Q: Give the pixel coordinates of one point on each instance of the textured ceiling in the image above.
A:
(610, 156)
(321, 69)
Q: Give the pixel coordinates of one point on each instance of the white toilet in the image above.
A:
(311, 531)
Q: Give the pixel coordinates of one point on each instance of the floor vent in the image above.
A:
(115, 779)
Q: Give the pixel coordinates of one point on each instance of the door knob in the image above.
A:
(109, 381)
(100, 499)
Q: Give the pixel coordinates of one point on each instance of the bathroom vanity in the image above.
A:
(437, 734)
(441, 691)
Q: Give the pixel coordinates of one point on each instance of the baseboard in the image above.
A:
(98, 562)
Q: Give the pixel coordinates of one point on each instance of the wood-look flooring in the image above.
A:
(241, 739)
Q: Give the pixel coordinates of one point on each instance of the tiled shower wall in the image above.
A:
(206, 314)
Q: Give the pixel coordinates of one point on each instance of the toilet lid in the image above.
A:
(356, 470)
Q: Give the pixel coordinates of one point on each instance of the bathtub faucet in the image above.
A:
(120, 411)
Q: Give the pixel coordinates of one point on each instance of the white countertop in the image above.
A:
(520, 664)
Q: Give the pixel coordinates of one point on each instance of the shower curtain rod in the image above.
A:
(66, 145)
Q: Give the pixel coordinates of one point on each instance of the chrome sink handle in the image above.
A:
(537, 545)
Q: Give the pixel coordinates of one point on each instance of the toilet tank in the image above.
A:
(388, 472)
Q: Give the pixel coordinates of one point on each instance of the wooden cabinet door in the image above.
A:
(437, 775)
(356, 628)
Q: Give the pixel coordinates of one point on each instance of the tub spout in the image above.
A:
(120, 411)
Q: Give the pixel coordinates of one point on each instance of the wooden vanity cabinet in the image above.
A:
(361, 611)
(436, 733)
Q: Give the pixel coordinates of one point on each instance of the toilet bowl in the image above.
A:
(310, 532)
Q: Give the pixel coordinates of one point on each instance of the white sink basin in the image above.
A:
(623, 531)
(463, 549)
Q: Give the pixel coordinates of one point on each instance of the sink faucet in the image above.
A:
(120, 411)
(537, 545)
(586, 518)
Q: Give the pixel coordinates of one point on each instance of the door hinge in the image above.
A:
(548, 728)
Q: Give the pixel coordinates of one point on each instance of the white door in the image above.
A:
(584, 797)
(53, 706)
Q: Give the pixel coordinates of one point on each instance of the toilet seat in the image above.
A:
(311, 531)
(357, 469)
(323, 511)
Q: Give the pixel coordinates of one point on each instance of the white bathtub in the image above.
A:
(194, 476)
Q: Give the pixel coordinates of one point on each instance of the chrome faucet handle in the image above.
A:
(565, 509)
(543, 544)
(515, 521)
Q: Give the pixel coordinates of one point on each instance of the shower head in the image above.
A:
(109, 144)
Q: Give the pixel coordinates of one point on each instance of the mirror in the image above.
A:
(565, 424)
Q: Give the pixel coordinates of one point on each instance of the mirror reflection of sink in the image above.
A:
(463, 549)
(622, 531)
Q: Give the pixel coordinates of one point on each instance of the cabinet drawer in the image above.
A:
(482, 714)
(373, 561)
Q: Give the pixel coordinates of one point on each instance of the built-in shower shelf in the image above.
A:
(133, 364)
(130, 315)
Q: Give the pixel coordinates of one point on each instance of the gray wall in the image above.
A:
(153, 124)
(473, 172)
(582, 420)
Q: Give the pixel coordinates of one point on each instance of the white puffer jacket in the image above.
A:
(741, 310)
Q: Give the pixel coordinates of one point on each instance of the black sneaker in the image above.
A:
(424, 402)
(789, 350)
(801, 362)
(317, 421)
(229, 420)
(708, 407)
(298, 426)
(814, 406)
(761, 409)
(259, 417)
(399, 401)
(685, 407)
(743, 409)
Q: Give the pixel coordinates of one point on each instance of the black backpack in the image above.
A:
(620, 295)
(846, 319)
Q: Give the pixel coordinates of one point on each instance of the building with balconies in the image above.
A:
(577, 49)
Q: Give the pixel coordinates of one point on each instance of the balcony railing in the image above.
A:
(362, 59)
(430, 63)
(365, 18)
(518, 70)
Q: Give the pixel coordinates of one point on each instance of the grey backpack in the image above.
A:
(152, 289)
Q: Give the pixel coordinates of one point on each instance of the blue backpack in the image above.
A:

○ ○ ○ ○ ○ ○ ○

TASK DETAILS: In the data above, find each line where the string "backpack" appears, then copy it.

EXPECTED ANSWER:
Q: Give the pixel coordinates of one point on each instance of the black backpack in the image above.
Q: Give the pixel coordinates of one point on each instance of the grey backpack in the image above.
Q: Give the pixel coordinates of one point on each instance of the blue backpack in the image above.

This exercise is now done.